_REQUIRED ACTION_
Copy out the dialogue passage below word for word, in full.

_PASSAGE TO READ_
Teddy: Ingenious! My compliments to the boys in the code department.

Mortimer: Aunt Abby, how can I believe you? There are twelve bodies in the cellar and you admit you poisoned them.
Abby: Yes, I did. But you don't think I'd stoop to telling a fib.

Elaine: Well, that's a fine thing. We're married one minute and you're throwing me out of the house the next.
Mortimer: I am not throwing you out of the house, I am not throwing you out of the house, I am not throwing you out of the house. Will you get out of here?
[He pushes her out and slams the door]

[after finding the dead body in the window seat]
Mortimer: But — what happened to him?
Martha: [cheerfully] He died.

Teddy: Mr. Witherfork!
Mr. Witherspoon: Spoon!
Mortimer: [hands him spoon] Oh, here you go.

Elaine: But, Mortimer — Niagara Falls.
Mortimer: [distracted] It does? Well, let it.

Jonathan: Perhaps we should introduce ourselves. This is Dr. Einstein.
Elaine: Dr. Einstein?
Jonathan: Yes, a surgeon of great distinction... and something of a magician.
Elaine: Now, I suppose you're going to tell me that you're Boris Kar—
Jonathan: I am Jonathan Brewster!

Jonathan: Teddy, I think it's time for you to go to bed.
Teddy: I beg your pardon. Who are you?
Jonathan: I'm Woodrow Wilson. Go to bed!
Teddy: No, you're not Wilson, but your face is familiar. Let me see. You're not anyone I know right now — perhaps later on my hunting trip. Yes, you look like someone I might meet in the jungle.

Mortimer: [Speaking of a character in a play he has seen] He just sits there waiting to be gagged and tied — the big dope!

Dataset items:
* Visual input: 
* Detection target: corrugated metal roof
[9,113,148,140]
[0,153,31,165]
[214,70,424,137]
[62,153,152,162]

_SOLUTION TO THIS EXERCISE_
Teddy: Ingenious! My compliments to the boys in the code department.

Mortimer: Aunt Abby, how can I believe you? There are twelve bodies in the cellar and you admit you poisoned them.
Abby: Yes, I did. But you don't think I'd stoop to telling a fib.

Elaine: Well, that's a fine thing. We're married one minute and you're throwing me out of the house the next.
Mortimer: I am not throwing you out of the house, I am not throwing you out of the house, I am not throwing you out of the house. Will you get out of here?
[He pushes her out and slams the door]

[after finding the dead body in the window seat]
Mortimer: But — what happened to him?
Martha: [cheerfully] He died.

Teddy: Mr. Witherfork!
Mr. Witherspoon: Spoon!
Mortimer: [hands him spoon] Oh, here you go.

Elaine: But, Mortimer — Niagara Falls.
Mortimer: [distracted] It does? Well, let it.

Jonathan: Perhaps we should introduce ourselves. This is Dr. Einstein.
Elaine: Dr. Einstein?
Jonathan: Yes, a surgeon of great distinction... and something of a magician.
Elaine: Now, I suppose you're going to tell me that you're Boris Kar—
Jonathan: I am Jonathan Brewster!

Jonathan: Teddy, I think it's time for you to go to bed.
Teddy: I beg your pardon. Who are you?
Jonathan: I'm Woodrow Wilson. Go to bed!
Teddy: No, you're not Wilson, but your face is familiar. Let me see. You're not anyone I know right now — perhaps later on my hunting trip. Yes, you look like someone I might meet in the jungle.

Mortimer: [Speaking of a character in a play he has seen] He just sits there waiting to be gagged and tied — the big dope!